* _PAGE TEXT_:

<<<<

After the juvenile court, at the initial hearing, ordered the Department to provide mother with reunification services, the Department drafted a case plan for mother, which is contained in the jurisdiction/disposition report; however, the signature line for mother is blank. The report also states that the social worker discussed the case plan with mother, but she did not seem to understand why she was being referred for services.

At the jurisdiction/disposition hearing, mother never argued that the Department had failed to provide her with services. On the contrary, she asserted she had been offered services and had taken part in them, albeit without producing evidence to support that assertion. Therefore, she may not now claim that the Department failed to prove its reasonable efforts. (In re Christopher B., supra, 43 Cal.App.4th at p. 558.)

IV. Placement of the Minor with Father

Lastly, mother contends that the juvenile court abused its discretion by placing the minor with father under section 361.2 because the court did not find him to be the presumed father or maintain jurisdiction and direct an inspection of his home within three months. Mother misreads the record and misconstrues the statute.

If the juvenile court orders a minor removed from the custodial parent's home, and there is a nonoffending, non-custodial parent who desires to assume custody of the minor, the court must place the minor with the non-custodial parent unless doing so would be detrimental to the minor's safety, protection, or physical or emotional well-being. (§ 361.2, subd. (a).) Here, the court found that father was a nonoffending, non-custodial parent and there was no evidence that placing the minor with him would cause detriment to the minor.

Under section 361.2, subdivision (b), the court has three options: (1) The court may order that the non-custodial parent become the minor's legal and physical custodian and terminate dependency jurisdiction. (§ 361.2, subd. (b)(1).) (2) The court may order that the non-custodial parent assume custody subject to the court's jurisdiction and require a home visit within three months, but need not do so before selecting the options provided in section 361.2, subdivisions (b)(1) or (b)(3). (§ 361.2, subd. (b)(2).) Or, (3) the court may order that the non-custodial parent assume custody subject to the court's supervision, along with ordering reunification services to the other parent. (§ 361.2, subd. (b)(3).)

So far as mother asserts that the juvenile court erred by not maintaining jurisdiction and requiring a visit to inspect father's home within three months, mother is mistaken. As we have shown, the statute does not require this order as a prerequisite to making the non-custodial parent the physical and legal custodian and terminating jurisdiction.

>>>>

* _INFORMATION_:
<<<<

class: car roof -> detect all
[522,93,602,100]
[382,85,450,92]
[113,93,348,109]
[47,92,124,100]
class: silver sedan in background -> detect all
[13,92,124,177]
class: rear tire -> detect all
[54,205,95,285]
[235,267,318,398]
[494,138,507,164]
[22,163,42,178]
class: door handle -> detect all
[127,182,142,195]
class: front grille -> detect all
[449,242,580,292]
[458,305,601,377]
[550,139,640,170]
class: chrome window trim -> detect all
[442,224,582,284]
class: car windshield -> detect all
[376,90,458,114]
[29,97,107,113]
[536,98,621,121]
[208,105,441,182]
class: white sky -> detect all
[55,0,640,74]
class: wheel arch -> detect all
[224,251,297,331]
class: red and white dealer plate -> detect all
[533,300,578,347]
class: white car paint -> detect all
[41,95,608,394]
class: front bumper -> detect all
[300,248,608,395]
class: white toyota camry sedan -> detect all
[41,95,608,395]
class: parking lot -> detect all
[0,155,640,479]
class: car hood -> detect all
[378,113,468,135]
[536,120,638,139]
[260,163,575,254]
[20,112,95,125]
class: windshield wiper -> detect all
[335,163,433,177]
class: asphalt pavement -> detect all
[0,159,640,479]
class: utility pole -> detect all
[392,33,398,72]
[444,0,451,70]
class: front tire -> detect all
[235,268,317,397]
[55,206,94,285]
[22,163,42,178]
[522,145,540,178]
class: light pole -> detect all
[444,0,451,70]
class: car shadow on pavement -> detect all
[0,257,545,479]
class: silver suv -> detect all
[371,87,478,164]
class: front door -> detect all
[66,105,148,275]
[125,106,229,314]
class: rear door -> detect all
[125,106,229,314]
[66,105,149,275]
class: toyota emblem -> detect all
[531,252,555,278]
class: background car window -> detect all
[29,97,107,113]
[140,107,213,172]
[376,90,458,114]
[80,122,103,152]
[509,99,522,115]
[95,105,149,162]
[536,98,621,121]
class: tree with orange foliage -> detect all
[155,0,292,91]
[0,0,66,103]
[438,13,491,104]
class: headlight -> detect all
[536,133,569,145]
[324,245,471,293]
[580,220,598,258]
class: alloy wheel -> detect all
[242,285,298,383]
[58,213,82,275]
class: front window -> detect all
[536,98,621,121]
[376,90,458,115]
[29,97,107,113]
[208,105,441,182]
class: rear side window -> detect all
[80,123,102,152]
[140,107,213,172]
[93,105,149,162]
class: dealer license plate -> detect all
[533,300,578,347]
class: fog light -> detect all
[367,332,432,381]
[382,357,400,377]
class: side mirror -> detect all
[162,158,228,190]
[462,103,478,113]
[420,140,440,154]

>>>>

* _WHAT TO WORK ON_:
In the court opinion excerpt, reproduce the part that opens with "After the juvenile" and closes with "referred for services.", replacing "social worker" with "caseworker".

* _RESULT OF THIS TASK_:
After the juvenile court, at the initial hearing, ordered the Department to provide mother with reunification services, the Department drafted a case plan for mother, which is contained in the jurisdiction/disposition report; however, the signature line for mother is blank. The report also states that the caseworker discussed the case plan with mother, but she did not seem to understand why she was being referred for services.